DIRECTIONS FOR THIS TASK: Copy out all of the material, matching it word for word.

** start of EXERCISE INPUT **

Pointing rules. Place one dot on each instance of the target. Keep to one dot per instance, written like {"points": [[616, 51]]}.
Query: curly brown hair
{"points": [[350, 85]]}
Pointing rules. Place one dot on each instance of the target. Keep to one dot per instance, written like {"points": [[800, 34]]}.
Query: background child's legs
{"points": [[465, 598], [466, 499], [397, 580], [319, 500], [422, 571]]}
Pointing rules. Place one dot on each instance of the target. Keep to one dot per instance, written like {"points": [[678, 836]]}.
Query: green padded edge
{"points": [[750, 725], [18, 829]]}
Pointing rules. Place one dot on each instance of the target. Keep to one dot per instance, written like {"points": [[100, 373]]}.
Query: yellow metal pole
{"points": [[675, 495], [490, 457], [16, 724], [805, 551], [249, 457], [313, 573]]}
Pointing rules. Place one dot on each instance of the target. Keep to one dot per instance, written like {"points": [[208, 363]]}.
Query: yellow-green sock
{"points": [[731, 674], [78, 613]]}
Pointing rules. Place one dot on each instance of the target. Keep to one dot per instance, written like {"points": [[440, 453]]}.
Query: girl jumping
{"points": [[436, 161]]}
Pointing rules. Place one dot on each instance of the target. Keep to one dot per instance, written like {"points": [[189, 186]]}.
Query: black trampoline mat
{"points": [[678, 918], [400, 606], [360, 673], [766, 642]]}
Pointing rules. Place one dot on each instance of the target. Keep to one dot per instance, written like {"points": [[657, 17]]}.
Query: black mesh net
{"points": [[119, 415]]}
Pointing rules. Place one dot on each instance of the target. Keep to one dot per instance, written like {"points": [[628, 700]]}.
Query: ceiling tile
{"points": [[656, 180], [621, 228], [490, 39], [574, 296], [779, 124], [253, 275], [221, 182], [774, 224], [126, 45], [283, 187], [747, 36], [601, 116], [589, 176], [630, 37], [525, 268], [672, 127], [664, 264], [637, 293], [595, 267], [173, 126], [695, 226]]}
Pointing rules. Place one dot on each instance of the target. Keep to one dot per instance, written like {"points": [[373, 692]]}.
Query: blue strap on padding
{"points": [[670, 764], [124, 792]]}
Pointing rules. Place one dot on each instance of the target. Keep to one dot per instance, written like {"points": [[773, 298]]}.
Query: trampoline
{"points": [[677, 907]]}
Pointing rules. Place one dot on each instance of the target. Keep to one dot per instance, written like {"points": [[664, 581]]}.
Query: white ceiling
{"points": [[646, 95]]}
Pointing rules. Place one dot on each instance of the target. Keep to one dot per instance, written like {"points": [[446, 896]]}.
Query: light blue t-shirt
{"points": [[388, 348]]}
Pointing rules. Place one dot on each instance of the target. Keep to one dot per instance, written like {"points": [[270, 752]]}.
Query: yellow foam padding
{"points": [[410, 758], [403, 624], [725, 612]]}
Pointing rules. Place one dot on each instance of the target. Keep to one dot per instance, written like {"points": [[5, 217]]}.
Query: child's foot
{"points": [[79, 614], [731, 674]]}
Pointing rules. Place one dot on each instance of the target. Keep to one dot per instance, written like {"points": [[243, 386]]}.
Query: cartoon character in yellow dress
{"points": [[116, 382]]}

** end of EXERCISE INPUT **

OUTPUT FOR THIS EXERCISE:
Pointing rules. Place one dot on each instance of the target. Keep to one dot per instance, written like {"points": [[616, 51]]}.
Query: curly brown hair
{"points": [[350, 85]]}
Pointing rules. Place one dot on each instance of the target. Keep to one dot per instance, written like {"points": [[800, 34]]}.
Query: background child's legs
{"points": [[465, 598], [466, 499], [397, 580], [319, 500], [422, 571]]}
Pointing rules. Place one dot on each instance of the target. Keep to one dot per instance, written like {"points": [[678, 836]]}.
Query: green padded edge
{"points": [[750, 725], [18, 829]]}
Pointing rules. Place one dot on each instance of the target. Keep to one dot per instance, written like {"points": [[100, 373]]}.
Query: yellow metal pole
{"points": [[675, 495], [490, 457], [16, 724], [805, 551], [249, 457], [313, 573]]}
Pointing rules. Place one dot on each instance of the target. Keep to one dot per instance, written like {"points": [[208, 363]]}.
Query: yellow-green sock
{"points": [[731, 674], [78, 613]]}
Pointing rules. Place one dot on each instance of the target. Keep to one dot per instance, written like {"points": [[440, 453]]}.
Query: girl jumping
{"points": [[436, 161]]}
Pointing rules. Place one dot on each instance of the target. Keep to one dot per instance, written like {"points": [[189, 186]]}.
Query: black trampoline mat
{"points": [[678, 918], [400, 606], [360, 673], [766, 642]]}
Pointing rules. Place one dot on each instance of the target. Keep to one dot per instance, written like {"points": [[657, 17]]}.
Query: black mesh net
{"points": [[119, 415]]}
Pointing rules. Place one dot on each instance of the target. Keep to one dot per instance, written like {"points": [[628, 700]]}.
Query: ceiling tile
{"points": [[656, 180], [621, 228], [490, 39], [574, 296], [779, 124], [253, 275], [221, 182], [774, 224], [126, 45], [283, 187], [747, 36], [601, 116], [589, 176], [630, 37], [525, 268], [672, 127], [664, 264], [637, 293], [595, 267], [173, 126], [695, 226]]}
Pointing rules. Place one dot on each instance of the target. Keep to one dot per instance, written like {"points": [[373, 692]]}.
Query: blue strap on padding
{"points": [[670, 764], [124, 792]]}
Pointing rules. Place one dot on each instance of the target. Keep to one dot per instance, written like {"points": [[773, 298]]}.
Query: trampoline
{"points": [[677, 907]]}
Pointing rules. Place one dot on each instance of the target. Keep to one dot per instance, written like {"points": [[664, 581]]}.
Query: white ceiling
{"points": [[646, 95]]}
Pointing rules. Place one dot on each instance of the target. Keep to one dot per instance, written like {"points": [[446, 896]]}.
Query: light blue t-shirt
{"points": [[388, 348]]}
Pointing rules. Place one dot on each instance of the target. Keep to one dot per instance, written like {"points": [[270, 752]]}.
Query: yellow foam padding
{"points": [[410, 758], [403, 624], [725, 612]]}
Pointing rules. Place one dot on each instance of the target. Keep to one dot per instance, written like {"points": [[5, 217]]}.
Query: child's foot
{"points": [[79, 614], [731, 674]]}
Pointing rules. Place one dot on each instance of the target. Keep to one dot per instance, written like {"points": [[243, 386]]}.
Query: cartoon character in yellow dress
{"points": [[116, 382]]}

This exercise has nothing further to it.